- **Text block**:
What happened between freshman year and now?
I remember my first day of freshman year so vividly.
Here I was at the beginning of my journey to freshman years: move in day. It was a cool summer morning -- rain had freshly kissed the pavement outside my dorm. My dad pulled our rusty pickup truck against the curb to make the transfer of boxes from truck to dorm room easier. The rest of the day was blur of excitement and busy activity. I remember arguing with my family over the silliest things- unpacking boxes to where to go out to lunch. But not even the arguments though couldn’t dampen my spirits. As I watched my parents drive away from the comfort of my dorm window, for the first time in my adolescent life I felt free. Freedom!
I no longer had to report my whereabouts if I wanted to go out. I could keep my room the way I wanted without repercussion. The only worry I had to consider was going to class and keeping my grades up. Looking back to the damp and soggy day I remember watching the taillights of the family pick up disappear around the hedge planted on the curb. The red light burned signaling a new unfound change. It must have been similar to the green light Gatsby saw at the end of his dock when he looked out across the bay towards Daisy’s home. Both Gatsby and I did not recognize the true meaning of the light until we moved further into our stories.

- **Extracted material**:
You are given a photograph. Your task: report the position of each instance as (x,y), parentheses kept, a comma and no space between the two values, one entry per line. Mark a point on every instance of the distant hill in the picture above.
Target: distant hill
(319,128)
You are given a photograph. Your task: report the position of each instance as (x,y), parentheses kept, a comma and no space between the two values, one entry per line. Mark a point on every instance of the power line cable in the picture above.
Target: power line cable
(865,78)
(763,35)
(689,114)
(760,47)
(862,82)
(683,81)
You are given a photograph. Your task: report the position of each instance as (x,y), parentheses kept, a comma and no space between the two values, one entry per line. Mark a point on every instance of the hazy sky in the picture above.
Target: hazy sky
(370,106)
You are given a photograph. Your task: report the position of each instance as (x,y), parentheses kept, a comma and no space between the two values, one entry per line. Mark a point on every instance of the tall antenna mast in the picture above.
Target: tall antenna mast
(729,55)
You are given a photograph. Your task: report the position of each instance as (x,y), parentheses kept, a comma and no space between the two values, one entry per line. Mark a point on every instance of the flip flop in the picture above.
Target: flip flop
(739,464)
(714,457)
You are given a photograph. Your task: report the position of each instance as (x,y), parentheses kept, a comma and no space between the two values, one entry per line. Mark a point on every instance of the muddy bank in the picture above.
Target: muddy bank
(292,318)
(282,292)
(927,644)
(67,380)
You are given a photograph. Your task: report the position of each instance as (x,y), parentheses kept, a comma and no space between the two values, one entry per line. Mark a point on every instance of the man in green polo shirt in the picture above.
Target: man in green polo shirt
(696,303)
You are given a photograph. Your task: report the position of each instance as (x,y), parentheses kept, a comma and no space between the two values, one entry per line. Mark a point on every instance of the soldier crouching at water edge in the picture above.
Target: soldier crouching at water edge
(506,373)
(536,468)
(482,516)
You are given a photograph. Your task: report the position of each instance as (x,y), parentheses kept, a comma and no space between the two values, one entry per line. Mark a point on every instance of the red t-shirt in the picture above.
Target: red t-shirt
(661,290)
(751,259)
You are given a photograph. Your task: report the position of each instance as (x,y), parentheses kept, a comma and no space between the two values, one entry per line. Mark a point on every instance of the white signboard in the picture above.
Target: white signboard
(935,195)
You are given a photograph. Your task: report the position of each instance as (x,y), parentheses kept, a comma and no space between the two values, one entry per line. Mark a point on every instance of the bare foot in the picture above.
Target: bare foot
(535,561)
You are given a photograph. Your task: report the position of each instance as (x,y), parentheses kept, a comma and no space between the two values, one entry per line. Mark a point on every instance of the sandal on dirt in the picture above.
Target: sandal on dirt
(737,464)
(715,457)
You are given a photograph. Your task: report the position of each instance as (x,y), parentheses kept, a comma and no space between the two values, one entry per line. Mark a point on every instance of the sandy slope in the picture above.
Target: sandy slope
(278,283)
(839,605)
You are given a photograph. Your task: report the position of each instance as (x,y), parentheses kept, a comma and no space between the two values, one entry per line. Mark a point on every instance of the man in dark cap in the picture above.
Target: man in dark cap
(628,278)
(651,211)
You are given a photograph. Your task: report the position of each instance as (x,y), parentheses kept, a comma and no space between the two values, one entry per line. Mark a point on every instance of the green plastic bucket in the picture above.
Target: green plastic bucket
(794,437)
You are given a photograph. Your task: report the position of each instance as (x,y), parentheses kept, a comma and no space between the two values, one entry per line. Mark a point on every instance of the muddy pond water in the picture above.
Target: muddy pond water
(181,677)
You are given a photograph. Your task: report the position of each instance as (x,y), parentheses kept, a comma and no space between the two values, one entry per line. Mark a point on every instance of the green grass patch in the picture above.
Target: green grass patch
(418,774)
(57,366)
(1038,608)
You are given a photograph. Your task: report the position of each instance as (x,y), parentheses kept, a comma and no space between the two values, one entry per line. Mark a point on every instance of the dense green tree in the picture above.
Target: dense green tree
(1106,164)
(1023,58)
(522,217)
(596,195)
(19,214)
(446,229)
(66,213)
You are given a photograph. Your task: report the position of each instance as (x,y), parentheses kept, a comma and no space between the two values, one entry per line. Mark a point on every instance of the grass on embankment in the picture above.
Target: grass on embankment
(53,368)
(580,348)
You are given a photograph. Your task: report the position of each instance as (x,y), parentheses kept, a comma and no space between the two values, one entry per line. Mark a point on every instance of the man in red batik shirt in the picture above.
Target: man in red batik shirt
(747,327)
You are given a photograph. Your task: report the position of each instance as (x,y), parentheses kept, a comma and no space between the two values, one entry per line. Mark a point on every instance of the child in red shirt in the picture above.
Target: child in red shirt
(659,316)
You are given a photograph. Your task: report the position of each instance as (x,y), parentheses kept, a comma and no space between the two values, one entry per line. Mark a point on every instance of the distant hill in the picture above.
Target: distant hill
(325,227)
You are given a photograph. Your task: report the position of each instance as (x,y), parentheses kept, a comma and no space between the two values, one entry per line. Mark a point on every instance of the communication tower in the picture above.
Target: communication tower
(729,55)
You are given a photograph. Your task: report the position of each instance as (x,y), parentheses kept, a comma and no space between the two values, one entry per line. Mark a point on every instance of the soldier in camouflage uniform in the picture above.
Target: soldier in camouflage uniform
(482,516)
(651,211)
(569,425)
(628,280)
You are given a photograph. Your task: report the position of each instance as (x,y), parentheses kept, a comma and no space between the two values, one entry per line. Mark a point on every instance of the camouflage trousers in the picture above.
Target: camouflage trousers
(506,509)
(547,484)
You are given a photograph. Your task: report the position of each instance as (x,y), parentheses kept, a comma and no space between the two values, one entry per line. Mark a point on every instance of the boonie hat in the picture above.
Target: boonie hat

- **Assignment 1**:
In the essay about freshman year, the three sentences that begin "I no longer had to report my whereabouts" describe college life after the parents drove away. List each point those three sentences make.
- **Assignment 2**:
Continue the essay about freshman year from its final sentence.

- **Answer box 1**:
- The narrator no longer had to report their whereabouts when going out.
- The narrator could keep their room the way they wanted without repercussion.
- The only worry left was going to class and keeping grades up.

- **Answer box 2**:
Since then I have experienced new things, beyond what I thought my college experience would be. I now have a better picture of love and loss. I have seen many friends come in and out of my life because of the way we change in college. I have stayed up in the hospital with a friend because they decided to share a drink with someone they didn’t know. Throughout all this I have watched peers drop out of school and be put on academic probation, and I sometimes wonder if I will be next? Will my freedom hold me captive? I know I can do this, but for now, we wait and see!